_DIRECTIONS_
In the forum thread about the puppet-style character model, how long is the planned short expected to run?

_SELECTED TEXT_
** START **

Oct 22 2011, 07:03 PM
Having trouble getting any Wannabe Pirates work done, so I figured I'd try working on something different to see if I can get myself back in the groove.
This is something I've wanted to do for awhile.
Started working on the first of two character models for it:Click to view attachment
Oct 22 2011, 07:25 PM
Nice! He looks like one of the muppets.
Oct 22 2011, 08:13 PM
If you had said it was an actual Muppet, I would have believed it. Great stuff, Mark!
Oct 22 2011, 09:13 PM
Oct 22 2011, 09:54 PM
He looks great Mark!
Oct 22 2011, 10:10 PM
You always make great characters!
Oct 23 2011, 02:04 AM
Looks like the genuine article. Reporter or sleuth?
Oct 23 2011, 06:10 AM
Well, obviously for brand reasons, you can't call him a Muppet, but the idea is to treat the characters like a mix of marionettes and puppets, which is where the Muppets get their name. Of course, in this case it'll just be a simulation of a marionette/puppet.
I've been obsessing for months about the idea of animating puppets. Puppets can be more "animated" in their performances and they aren't as complex and subtle in their movements as people are. The bar for "realism" with puppets is significantly lower. :-)
He's the former, Paul. I haven't completely committed to it being entirely black and white, but I know at least part of it will and I want to see if I can achieve some film noir with it. I may desaturate the non-b&w parts so that just a touch of color is there.
I'm thinking of this as part proof-of-concept. The goals are to see if I can accomplish simplifying the animation process by using puppet-models and also see if I can get a more polished look.
The short should be around 4 minutes long.
Oct 23 2011, 07:03 AM
fun fun fun
Oct 23 2011, 08:39 AM
We have to feed our creative souls,
and hes a fun charterer Mark.
Oct 23 2011, 10:18 AM
I bet you could use Luuk's AMTrak to mocap the puppeting... put some markers on your hand and shoot that.
Oct 23 2011, 12:20 PM
Great looking character, love the render.
What are you using, doing to get the felt look?

** END **

_DATA ROWS_

** START **

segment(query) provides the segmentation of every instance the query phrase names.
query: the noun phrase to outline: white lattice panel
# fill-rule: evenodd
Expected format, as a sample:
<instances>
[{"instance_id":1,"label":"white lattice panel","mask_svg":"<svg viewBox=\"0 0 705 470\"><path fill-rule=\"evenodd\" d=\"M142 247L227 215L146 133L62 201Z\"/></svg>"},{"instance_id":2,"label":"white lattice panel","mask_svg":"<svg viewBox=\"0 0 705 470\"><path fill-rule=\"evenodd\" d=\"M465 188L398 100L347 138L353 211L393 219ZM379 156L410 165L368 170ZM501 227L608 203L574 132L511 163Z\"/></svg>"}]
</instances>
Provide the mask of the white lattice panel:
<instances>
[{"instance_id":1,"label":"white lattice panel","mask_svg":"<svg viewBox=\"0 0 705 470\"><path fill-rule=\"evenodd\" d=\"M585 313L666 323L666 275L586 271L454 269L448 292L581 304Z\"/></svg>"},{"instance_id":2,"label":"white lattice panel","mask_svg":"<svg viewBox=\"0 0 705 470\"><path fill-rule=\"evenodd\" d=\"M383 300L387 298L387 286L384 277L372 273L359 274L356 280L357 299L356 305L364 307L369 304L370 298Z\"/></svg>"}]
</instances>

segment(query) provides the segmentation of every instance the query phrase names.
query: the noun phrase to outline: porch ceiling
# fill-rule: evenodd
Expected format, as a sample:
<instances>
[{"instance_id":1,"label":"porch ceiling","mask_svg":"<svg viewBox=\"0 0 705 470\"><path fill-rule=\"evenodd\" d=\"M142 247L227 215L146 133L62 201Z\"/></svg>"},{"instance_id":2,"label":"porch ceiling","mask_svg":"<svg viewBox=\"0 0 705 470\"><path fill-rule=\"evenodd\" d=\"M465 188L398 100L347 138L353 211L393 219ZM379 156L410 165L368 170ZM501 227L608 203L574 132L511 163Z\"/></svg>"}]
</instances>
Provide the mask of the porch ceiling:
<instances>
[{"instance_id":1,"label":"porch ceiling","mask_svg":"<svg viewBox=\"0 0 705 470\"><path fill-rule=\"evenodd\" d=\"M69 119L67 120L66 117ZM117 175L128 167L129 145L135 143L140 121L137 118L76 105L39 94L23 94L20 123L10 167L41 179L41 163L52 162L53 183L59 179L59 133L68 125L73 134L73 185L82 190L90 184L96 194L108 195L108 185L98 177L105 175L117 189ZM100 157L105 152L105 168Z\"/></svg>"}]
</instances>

** END **

_FINISHED ANSWER_
Around 4 minutes.